What you are asked to do. Copy the material below, swapping each occurrence of "euphorbia plant" for "spurge shrub" and leaving everything else unchanged.

-- Start Material for the task --

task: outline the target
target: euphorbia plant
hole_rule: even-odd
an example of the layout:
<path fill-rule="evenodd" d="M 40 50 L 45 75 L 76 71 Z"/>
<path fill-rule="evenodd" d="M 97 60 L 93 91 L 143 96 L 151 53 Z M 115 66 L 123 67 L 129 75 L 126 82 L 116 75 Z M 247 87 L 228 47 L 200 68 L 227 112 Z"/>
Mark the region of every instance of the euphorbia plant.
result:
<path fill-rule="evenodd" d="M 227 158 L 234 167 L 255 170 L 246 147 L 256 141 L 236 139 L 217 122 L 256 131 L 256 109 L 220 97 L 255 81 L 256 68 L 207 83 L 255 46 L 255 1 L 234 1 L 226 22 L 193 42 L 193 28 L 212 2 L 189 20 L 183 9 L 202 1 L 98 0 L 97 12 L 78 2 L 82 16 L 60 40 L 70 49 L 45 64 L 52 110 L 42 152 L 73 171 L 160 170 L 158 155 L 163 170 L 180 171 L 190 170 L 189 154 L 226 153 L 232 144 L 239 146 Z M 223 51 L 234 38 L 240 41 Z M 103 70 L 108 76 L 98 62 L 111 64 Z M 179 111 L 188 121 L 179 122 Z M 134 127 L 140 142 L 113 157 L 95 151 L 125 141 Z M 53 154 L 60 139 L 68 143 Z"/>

-- End Material for the task --

Result of this task.
task: outline the target
target: spurge shrub
hole_rule: even-odd
an example of the layout:
<path fill-rule="evenodd" d="M 40 50 L 45 75 L 76 71 Z"/>
<path fill-rule="evenodd" d="M 97 60 L 93 91 L 143 96 L 151 53 Z M 115 66 L 123 67 L 129 75 L 126 82 L 116 75 Z M 247 87 L 228 47 L 200 68 L 227 112 Z"/>
Mark the region of every instance of the spurge shrub.
result:
<path fill-rule="evenodd" d="M 227 158 L 234 167 L 255 170 L 246 147 L 256 141 L 236 139 L 217 122 L 256 131 L 256 109 L 220 97 L 255 81 L 256 68 L 207 83 L 255 46 L 255 1 L 234 1 L 226 22 L 193 42 L 193 28 L 212 2 L 189 20 L 183 9 L 202 1 L 98 0 L 97 12 L 78 2 L 82 16 L 60 40 L 70 49 L 45 64 L 52 110 L 42 152 L 73 171 L 160 170 L 158 155 L 163 170 L 180 171 L 190 170 L 189 154 L 226 153 L 232 144 L 239 146 Z M 223 51 L 234 38 L 240 41 Z M 103 70 L 108 76 L 98 62 L 111 64 Z M 179 111 L 188 121 L 179 122 Z M 134 127 L 140 142 L 113 157 L 95 151 L 125 141 Z M 53 154 L 60 139 L 68 143 Z"/>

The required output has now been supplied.